▶ **Tasks to carry out**
- A) In the commentary below on preparing for a crooked election, what did the writer search on Google when looking to history for guidance?
- B) Translate this sentence from the commentary below on preparing for a crooked election into Spanish: "Barring that, though, I will personally be left to wonder: What do I do now?"
- C) Pick up the commentary below on preparing for a crooked election after its final sentence and write a few more paragraphs in the same voice.

▶ **Passage provided**

_ _ _ _ _

Baltimore IMC : http://www.baltimoreimc.org
Baltimore IMC

Commentary :: Elections & Legislation

Preparing for a Crooked Election: Angst for Nothin’

Question: What good are democratic solutions if democracy no longer exists? Answer: Good question. For one writer’s take on this conundrum, read on.
Damn those Bushies! They've really gone and done it this time. Not only have they stolen another election, thereby placing American democracy within a hair's breadth of disappearing forever, but they've also messed with my very identity as an observer of the country's national political scene. I couldn't stand them before; now I double can't stand 'em. (I'm not sure, but I think I just may have breached the threshold for being reported to Homeland Security.)

Here's my dilemma: For a while now, I have called myself a "political satirist/commentator." While not the catchiest of labels, it is apt. But suddenly, with American democracy being so last couple of centuries and Bushvision now all the rage, I'm a little unclear about how to proceed in a literary sense. It's all so neo to me.

Figuring I might look to history for guidance, I Googled "Mussolini regime top political satirists." Strangely, nothing.

Who'd a-thunk it'd be so hard to make fascism funny?

Even, though, if in sad truth we've long lived in an America where the fix has been in and all efforts at change have been for absolute naught, at least I was unhappily unaware of this and thought my wise-guy, semi-informative scribblings might be helping "the cause" in some small way.

Truly, however, it doesn't matter whether we've been screwed for years or if it's just now become da bomb, because even one fixed election is one too many. Irksome democracy fact #1: it dies the very moment elections are no longer verifiable and fair, and from then on, all the writing, emails, phone calls, protests, actions, and anything else one considers components of a healthy political system (like votes) suddenly matter neither jot nor tittle.

Only because of the persistent and indefatigable efforts of never-say-die Americans does our once-wonderful nation still have one small toe outside the grave: folks like the bloggers on Democratic Underground (www.democraticunderground.com/) who have not let this issue die; Keith Olbermann (www.msnbc.msn.com/id/6210240) as the lone corporate media figure to report regularly on election shenanigans; and patriots like Bev Harris of BlackBoxVoting.org (www.blackboxvoting.org/) who has been, literally, going through Florida's trash and finding missing poll tapes (tossed by mistake, I'm sure). We can only hope that the recounts in New Hampshire and Ohio (and, perhaps, Florida) will lead to the overturning of the election, the perpetrators of the fraud being frog-marched to prison, and John Kerry losing his bizarre, infuriating, newfound reluctance to take his rightful place in the White House. (Don't even get me started.)

Barring that, though, I will personally be left to wonder: What do I do now?

I don't want to just inconsequentially prattle on in an occasionally amusing sort of way while American fascism flowers (if fascism "flowers"), providing dark-edged laughs while my country goes deeper into the rabbit hole. If that's the row I hoe while off to work I go, hi-ho, hi-ho (sorry, got carried away there; just practicing for the gulag), I then just become another part of the obsequious machine, a sort of court jester for the Axis of Weevils, a.k.a. the Bush clan.

Being cognizant, I will not be a cog.

One thing of which I am sure: No matter the venue or how my message evolves, I will keep writing. I am a writer; a writer is what I am, and a writer I shall continue being. I write, then I write again, and if there's time, I write some more. (I could elaborate but don't want to overdo it.)

_ _ _ _ _

▶ **Stored data**
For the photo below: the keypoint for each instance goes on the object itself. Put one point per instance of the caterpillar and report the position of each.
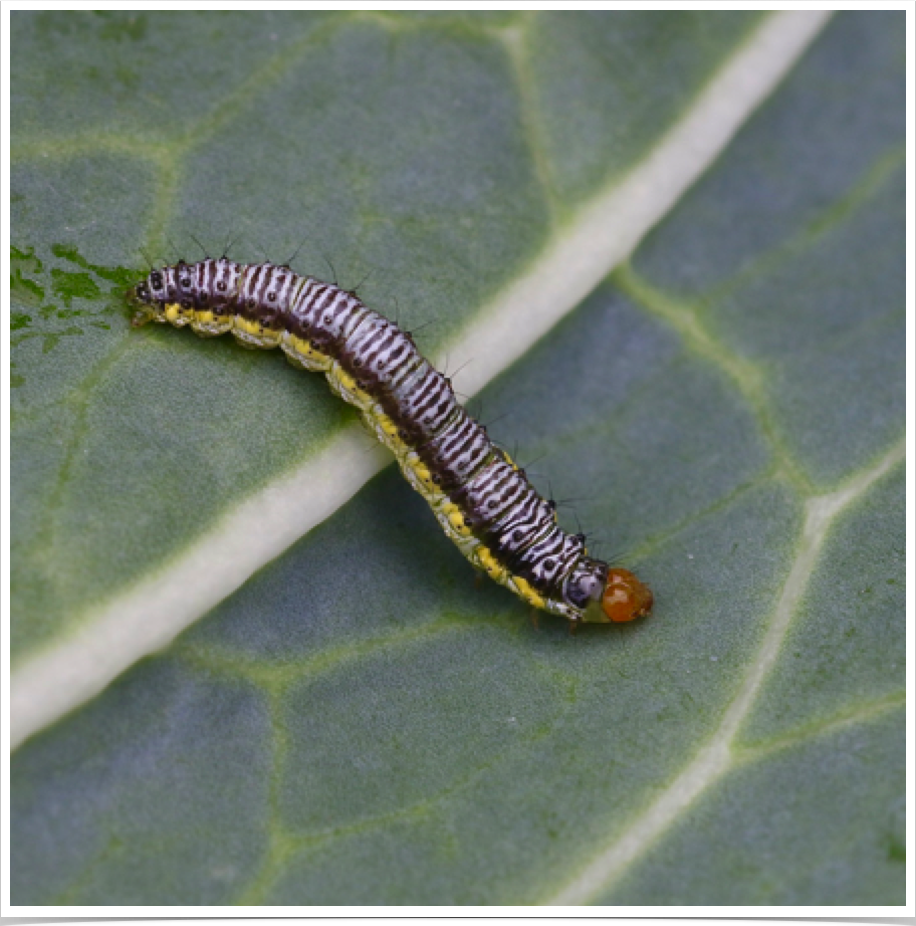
(481, 498)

_ _ _ _ _

▶ **Answers per task**
- A) The writer searched for "Mussolini regime top political satirists."

- B) Sin embargo, de no ser así, me quedaré preguntándome personalmente: ¿Qué hago ahora?

- C)
It is paramount that I not lose sight of the primary reason I picked up the pen in the first place. Well, not the pen, exactly, but rather the word processor, but even that's not totally accurate, because, really, how am I gonna write that way -- just pick up the keyboard and shake words out of it? That's kind of silly.

Where was I? Oh, yeah: Anyway, my main aim, by airing whatever message I may have at any given time, has always been to try to help get America headed in the correct direction again.

Oh, sure, the attendant worldwide acclaim, fabulous riches, and non-stop groupies that typically accompany the career of your average political satirist/commentator are kind of nice. But though "the lifestyle," as some of my more jaded comrades call it, is a veritable hoot and decidedly decadent, it is not an end unto itself. (Note, especially to wife: This is what is known as "extreme artistic license.")

Again, though, the challenge is: where do I journalistically go from here to try to make a positive difference? It seems pointless trying to espouse democratic solutions when democracy no longer exists; it's akin to suggesting an anger management class to your neighbor after he's killed his family.

Well-meaning, certainly, but a smidgeon moot.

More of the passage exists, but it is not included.